→ **Input material**:
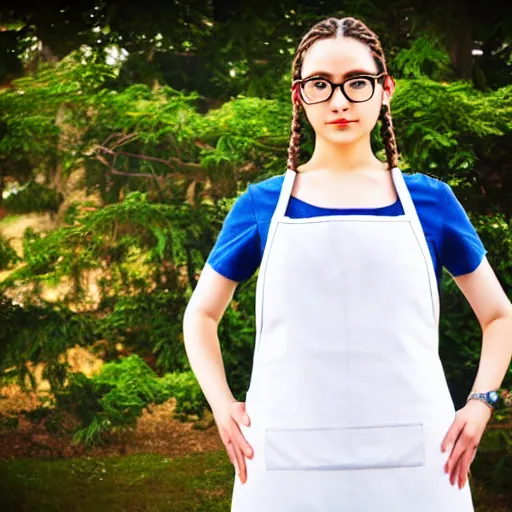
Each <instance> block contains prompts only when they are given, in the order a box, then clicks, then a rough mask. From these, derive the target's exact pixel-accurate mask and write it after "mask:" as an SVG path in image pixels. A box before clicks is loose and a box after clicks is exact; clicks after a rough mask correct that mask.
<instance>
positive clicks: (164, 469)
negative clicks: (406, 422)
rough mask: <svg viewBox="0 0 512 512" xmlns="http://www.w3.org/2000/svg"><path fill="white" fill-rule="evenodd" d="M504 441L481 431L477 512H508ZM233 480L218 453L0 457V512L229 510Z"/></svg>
mask: <svg viewBox="0 0 512 512" xmlns="http://www.w3.org/2000/svg"><path fill="white" fill-rule="evenodd" d="M503 443H504V438H503V437H502V435H501V434H500V431H499V430H496V431H488V432H486V434H485V435H484V439H483V440H482V444H481V445H480V449H479V453H478V455H477V458H476V459H475V461H474V463H473V465H472V474H473V477H472V480H471V487H472V491H473V500H474V502H475V511H476V512H512V486H511V485H510V482H512V451H509V449H508V447H507V448H506V449H505V452H504V451H503V449H504V445H503ZM505 444H507V442H505ZM233 478H234V471H233V468H232V466H231V463H230V462H229V459H228V458H227V455H226V454H225V452H224V451H216V452H206V453H198V454H192V455H187V456H182V457H176V458H173V459H172V458H166V457H165V456H162V455H154V454H147V455H146V454H142V455H141V454H139V455H129V456H122V457H119V456H116V457H106V458H91V457H86V458H74V459H58V460H41V459H18V460H10V461H8V460H0V510H1V511H2V512H29V511H30V512H32V511H38V512H50V511H51V512H60V511H62V512H64V511H66V512H91V511H93V512H107V511H108V512H117V511H123V512H135V511H137V512H156V511H170V512H178V511H180V512H192V511H194V512H221V511H222V512H229V510H230V504H231V492H232V486H233ZM447 478H448V477H447ZM262 512H264V511H262ZM290 512H291V511H290ZM396 512H404V511H396ZM432 512H435V511H432ZM454 512H456V511H454Z"/></svg>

→ **Description of the task**:
Repeat the listing word for word, and skip every picture it contains.

→ **Solution for this exercise**:
Each <instance> block contains prompts only when they are given, in the order a box, then clicks, then a rough mask. From these, derive the target's exact pixel-accurate mask and write it after "mask:" as an SVG path in image pixels. A box before clicks is loose and a box after clicks is exact; clicks after a rough mask correct that mask.
<instance>
positive clicks: (164, 469)
negative clicks: (406, 422)
rough mask: <svg viewBox="0 0 512 512" xmlns="http://www.w3.org/2000/svg"><path fill="white" fill-rule="evenodd" d="M504 441L481 431L477 512H508ZM233 480L218 453L0 457V512L229 510Z"/></svg>
mask: <svg viewBox="0 0 512 512" xmlns="http://www.w3.org/2000/svg"><path fill="white" fill-rule="evenodd" d="M503 443H504V438H503V437H502V435H501V434H500V431H499V430H496V431H488V432H486V434H485V435H484V439H483V440H482V444H481V445H480V449H479V453H478V455H477V458H476V459H475V461H474V463H473V465H472V474H473V477H472V480H471V487H472V491H473V500H474V502H475V511H476V512H512V486H511V485H510V482H512V451H509V449H508V447H507V448H506V449H505V452H504V451H503V449H504V445H503ZM505 444H507V442H505ZM233 478H234V471H233V468H232V466H231V463H230V462H229V459H228V458H227V455H226V454H225V452H224V451H216V452H206V453H198V454H192V455H187V456H182V457H176V458H173V459H172V458H166V457H165V456H162V455H154V454H147V455H146V454H142V455H141V454H139V455H129V456H122V457H119V456H116V457H106V458H91V457H86V458H74V459H58V460H41V459H18V460H10V461H8V460H0V510H1V511H2V512H29V511H30V512H32V511H38V512H50V511H51V512H60V511H62V512H64V511H66V512H91V511H93V512H107V511H108V512H117V511H123V512H135V511H137V512H156V511H170V512H178V511H180V512H192V511H194V512H221V511H222V512H229V510H230V504H231V492H232V486H233ZM447 478H448V477H447ZM262 512H264V511H262ZM290 512H291V511H290ZM396 512H404V511H396ZM432 512H435V511H432ZM454 512H456V511H454Z"/></svg>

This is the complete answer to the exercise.